--- STATED GOAL ---
Reproduce every one of the records below, substituting "Coordinates" for each occurrence of "Point coordinates" and leaving all other text unchanged.

--- DATASET RECORDS ---
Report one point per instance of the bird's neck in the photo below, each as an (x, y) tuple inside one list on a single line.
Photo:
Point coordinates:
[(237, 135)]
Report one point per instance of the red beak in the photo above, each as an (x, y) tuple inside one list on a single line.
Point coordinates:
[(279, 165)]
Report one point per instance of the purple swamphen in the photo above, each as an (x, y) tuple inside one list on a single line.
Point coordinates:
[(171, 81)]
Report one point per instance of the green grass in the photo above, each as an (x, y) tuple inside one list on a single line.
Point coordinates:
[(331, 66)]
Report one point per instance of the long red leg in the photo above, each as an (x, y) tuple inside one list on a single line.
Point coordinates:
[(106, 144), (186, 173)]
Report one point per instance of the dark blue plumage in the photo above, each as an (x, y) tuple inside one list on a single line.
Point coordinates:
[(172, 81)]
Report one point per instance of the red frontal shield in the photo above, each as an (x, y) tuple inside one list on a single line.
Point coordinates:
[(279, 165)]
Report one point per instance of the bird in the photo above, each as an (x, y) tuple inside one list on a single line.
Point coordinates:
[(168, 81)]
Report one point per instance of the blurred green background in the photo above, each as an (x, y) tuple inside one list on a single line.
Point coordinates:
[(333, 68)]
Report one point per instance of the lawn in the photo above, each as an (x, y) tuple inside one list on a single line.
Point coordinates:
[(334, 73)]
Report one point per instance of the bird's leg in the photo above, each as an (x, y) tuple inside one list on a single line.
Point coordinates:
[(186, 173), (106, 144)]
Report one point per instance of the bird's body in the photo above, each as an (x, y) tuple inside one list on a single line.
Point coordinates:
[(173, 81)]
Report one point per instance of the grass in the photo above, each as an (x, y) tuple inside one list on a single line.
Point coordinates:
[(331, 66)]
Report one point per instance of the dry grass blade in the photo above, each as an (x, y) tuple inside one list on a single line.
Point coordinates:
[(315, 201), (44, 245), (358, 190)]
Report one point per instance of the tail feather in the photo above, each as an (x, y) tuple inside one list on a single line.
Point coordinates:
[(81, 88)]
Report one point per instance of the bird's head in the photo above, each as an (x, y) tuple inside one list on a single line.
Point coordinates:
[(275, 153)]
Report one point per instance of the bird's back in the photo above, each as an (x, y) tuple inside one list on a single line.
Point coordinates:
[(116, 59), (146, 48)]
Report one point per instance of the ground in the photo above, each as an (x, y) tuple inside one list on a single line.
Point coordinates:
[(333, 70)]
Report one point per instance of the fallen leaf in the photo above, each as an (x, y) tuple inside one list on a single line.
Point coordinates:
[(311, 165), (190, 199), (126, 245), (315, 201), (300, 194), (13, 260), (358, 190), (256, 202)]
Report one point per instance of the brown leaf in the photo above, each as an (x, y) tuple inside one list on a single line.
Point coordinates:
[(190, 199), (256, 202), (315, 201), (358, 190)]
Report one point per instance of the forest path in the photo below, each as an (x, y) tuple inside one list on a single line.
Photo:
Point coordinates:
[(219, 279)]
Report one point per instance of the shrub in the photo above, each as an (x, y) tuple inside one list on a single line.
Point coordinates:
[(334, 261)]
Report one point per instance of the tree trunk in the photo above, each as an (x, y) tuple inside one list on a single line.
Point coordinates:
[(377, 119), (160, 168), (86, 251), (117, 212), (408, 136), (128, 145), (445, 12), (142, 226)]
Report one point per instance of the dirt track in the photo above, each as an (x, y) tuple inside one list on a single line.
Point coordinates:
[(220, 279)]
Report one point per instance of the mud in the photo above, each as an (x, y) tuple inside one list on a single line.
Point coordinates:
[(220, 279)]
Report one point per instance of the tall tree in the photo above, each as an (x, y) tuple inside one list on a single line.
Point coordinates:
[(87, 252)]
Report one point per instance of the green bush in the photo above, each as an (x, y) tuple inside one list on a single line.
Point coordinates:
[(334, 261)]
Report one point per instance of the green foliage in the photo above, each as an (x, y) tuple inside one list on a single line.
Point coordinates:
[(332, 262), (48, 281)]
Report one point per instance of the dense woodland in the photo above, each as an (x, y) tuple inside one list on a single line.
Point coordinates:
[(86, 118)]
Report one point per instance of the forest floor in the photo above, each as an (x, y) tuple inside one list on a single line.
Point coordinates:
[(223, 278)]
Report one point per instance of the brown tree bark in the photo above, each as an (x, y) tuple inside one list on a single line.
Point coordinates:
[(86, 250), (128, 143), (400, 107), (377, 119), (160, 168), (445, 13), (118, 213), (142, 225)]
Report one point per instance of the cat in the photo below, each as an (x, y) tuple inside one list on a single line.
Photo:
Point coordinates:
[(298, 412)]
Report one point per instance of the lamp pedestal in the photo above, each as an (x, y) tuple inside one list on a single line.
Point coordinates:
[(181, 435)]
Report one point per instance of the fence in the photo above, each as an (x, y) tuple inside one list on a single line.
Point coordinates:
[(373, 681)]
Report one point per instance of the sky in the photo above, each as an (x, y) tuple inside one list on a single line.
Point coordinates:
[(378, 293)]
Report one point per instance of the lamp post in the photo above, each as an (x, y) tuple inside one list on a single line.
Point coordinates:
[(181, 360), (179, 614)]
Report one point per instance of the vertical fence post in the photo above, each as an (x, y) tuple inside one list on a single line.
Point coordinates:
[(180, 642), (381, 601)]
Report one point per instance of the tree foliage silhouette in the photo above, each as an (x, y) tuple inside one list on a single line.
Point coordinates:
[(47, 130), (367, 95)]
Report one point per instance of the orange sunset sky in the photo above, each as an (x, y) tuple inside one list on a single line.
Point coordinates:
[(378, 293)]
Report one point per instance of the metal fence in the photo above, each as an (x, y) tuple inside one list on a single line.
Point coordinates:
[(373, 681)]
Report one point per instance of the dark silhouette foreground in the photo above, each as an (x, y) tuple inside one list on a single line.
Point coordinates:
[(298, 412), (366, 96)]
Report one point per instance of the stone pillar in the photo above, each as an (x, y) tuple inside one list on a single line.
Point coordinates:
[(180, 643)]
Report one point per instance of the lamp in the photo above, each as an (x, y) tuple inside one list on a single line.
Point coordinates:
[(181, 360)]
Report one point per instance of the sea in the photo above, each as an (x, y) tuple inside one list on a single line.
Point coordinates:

--- OUTPUT OF THE TASK ---
Report one point per instance of the bird's neck in the photo below, each as an (x, y) tuple inside one list on a single line.
Photo:
Coordinates:
[(237, 135)]
Report one point per instance of the red beak in the photo above, each as an (x, y) tuple inside one list on a single line.
Coordinates:
[(279, 165)]
Report one point per instance of the purple swamphen in the photo above, each as an (x, y) tuple inside one list on a single line.
Coordinates:
[(171, 81)]
Report one point per instance of the green grass in the photo above, each as an (x, y) tuple inside one list on a single line.
Coordinates:
[(331, 66)]
Report one point per instance of the long red leg in the photo above, each as an (x, y) tuple inside one list on a single line.
Coordinates:
[(106, 144), (186, 173)]
Report one point per instance of the dark blue plumage in the photo above, each as an (x, y) tuple inside one list on a single line.
Coordinates:
[(172, 81)]
Report one point per instance of the red frontal shield in the photo above, each as an (x, y) tuple inside one list on a single line.
Coordinates:
[(279, 165)]
Report one point per instance of the bird in the photo above, each as an (x, y) tuple inside one list on a single line.
Coordinates:
[(168, 81)]
Report one point per instance of the blurred green background in the photo above, each as an (x, y) tuple inside one list on a single line.
Coordinates:
[(333, 68)]
Report one point per instance of the lawn in the photo above, each as an (x, y) tuple inside one list on a single line.
Coordinates:
[(334, 73)]
Report one point per instance of the bird's leg in the photo above, each as an (x, y) tuple inside one list on a single line.
Coordinates:
[(186, 173), (106, 144)]
Report one point per instance of the bird's body in the photo above, each as an (x, y) tuple inside one list on a single line.
Coordinates:
[(173, 81)]
Report one point per instance of the grass in the photo above, each as an (x, y) tuple inside one list on a single line.
Coordinates:
[(331, 66)]
Report one point per instance of the dry grass blade in the photo above, each as an (x, y) tuple inside one list on a single line.
Coordinates:
[(315, 201), (44, 245), (358, 190)]
Report one point per instance of the tail feather in the photo above, each as an (x, y) tuple inside one list on a single line.
Coordinates:
[(81, 88)]
Report one point per instance of the bird's head in the photo above, each as an (x, y) tuple inside one list on a single line.
Coordinates:
[(275, 153)]
Report one point per instance of the bird's back in the photo above, each as an (x, y) tuple inside one list on a single line.
Coordinates:
[(116, 59), (146, 48)]
Report one point per instance of the ground in the photo above, each as an (x, y) tuple inside one list on a single line.
Coordinates:
[(333, 70)]
Report one point per instance of the fallen leaf in the photo above, each as an (x, y) tuple inside one list on a single line.
Coordinates:
[(311, 165), (190, 199), (126, 245), (315, 201), (300, 194), (13, 260), (358, 190), (256, 202)]
Report one point per instance of the brown leaf in the photo above, each as an (x, y) tuple inside one list on a single line.
Coordinates:
[(190, 199), (256, 202), (315, 201), (358, 190)]
Report one point per instance of the forest path in the photo below, each as an (x, y) tuple inside one list on a single line.
Photo:
Coordinates:
[(219, 279)]
Report one point per instance of the shrub in the photo above, each as an (x, y) tuple inside one list on a single line.
Coordinates:
[(334, 261)]
Report one point per instance of the tree trunk in the photo above, each as an (x, y) tuple inside one list on a single line.
Coordinates:
[(377, 119), (160, 168), (86, 251), (117, 212), (408, 136), (128, 145), (445, 12), (142, 226)]
Report one point per instance of the dirt track in the photo above, each as an (x, y) tuple inside one list on a single line.
Coordinates:
[(220, 279)]
Report one point per instance of the mud in the photo above, each as an (x, y) tuple inside one list on a single line.
Coordinates:
[(220, 279)]
Report one point per instance of the tall tree in the photo above, each as an (x, y) tuple inside one list on a single line.
Coordinates:
[(87, 252)]
Report one point per instance of the green bush in the photo above, each as an (x, y) tuple inside one list on a single line.
Coordinates:
[(334, 261)]
Report one point per instance of the green foliage in the photo above, each as an (x, y) tuple inside one list on a single line.
Coordinates:
[(332, 262), (48, 281)]
Report one point per instance of the dense woodland in the photo above, each as an (x, y) tuple inside one list on a single line.
Coordinates:
[(86, 118)]
Report one point per instance of the forest floor in the photo above, each as an (x, y) tuple inside one list on a single line.
Coordinates:
[(223, 278)]
Report one point per instance of the brown tree bark in the photo above, each as an (x, y) tuple inside one list on a single line.
Coordinates:
[(86, 250), (128, 143), (400, 107), (377, 119), (160, 168), (445, 13), (118, 213), (142, 225)]
Report one point per instance of the cat in the photo below, each as an (x, y) tuple inside one list on a single line.
Photo:
Coordinates:
[(298, 412)]
Report one point per instance of the lamp pedestal in the photo above, each as an (x, y) tuple inside one list on a single line.
Coordinates:
[(181, 435)]
Report one point per instance of the fence in the photo above, each as an (x, y) tuple inside one list on a single line.
Coordinates:
[(373, 681)]
Report one point per instance of the sky in the photo above, each as an (x, y) tuple inside one list on a single line.
Coordinates:
[(378, 293)]
Report one point per instance of the lamp post in the photo above, each as an (x, y) tuple inside one list on a single line.
Coordinates:
[(181, 360), (179, 614)]
Report one point per instance of the vertical fence post in the photo above, each as an (x, y) tuple inside one list on a single line.
Coordinates:
[(180, 642), (381, 601)]
Report one point per instance of the tree foliage silhouette in the photo above, each as an (x, y) tuple inside one list on a single line.
Coordinates:
[(47, 130), (367, 95)]
Report one point per instance of the orange sunset sky in the photo above, each as an (x, y) tuple inside one list on a single line.
Coordinates:
[(378, 293)]
Report one point per instance of the metal fence in the photo above, each as an (x, y) tuple inside one list on a single line.
Coordinates:
[(373, 681)]
Report one point per instance of the dark silhouette foreground in the photo above, each as an (x, y) tuple inside one list on a single line.
Coordinates:
[(298, 412), (366, 96)]
Report one point per instance of the stone pillar in the photo above, each as an (x, y) tuple inside one list on a single line.
Coordinates:
[(180, 643)]
Report one point per instance of the lamp in the photo above, each as an (x, y) tuple inside one list on a single line.
Coordinates:
[(181, 360)]
Report one point per instance of the sea in the photo above, each as an (x, y) tuple inside one list on a single line.
Coordinates:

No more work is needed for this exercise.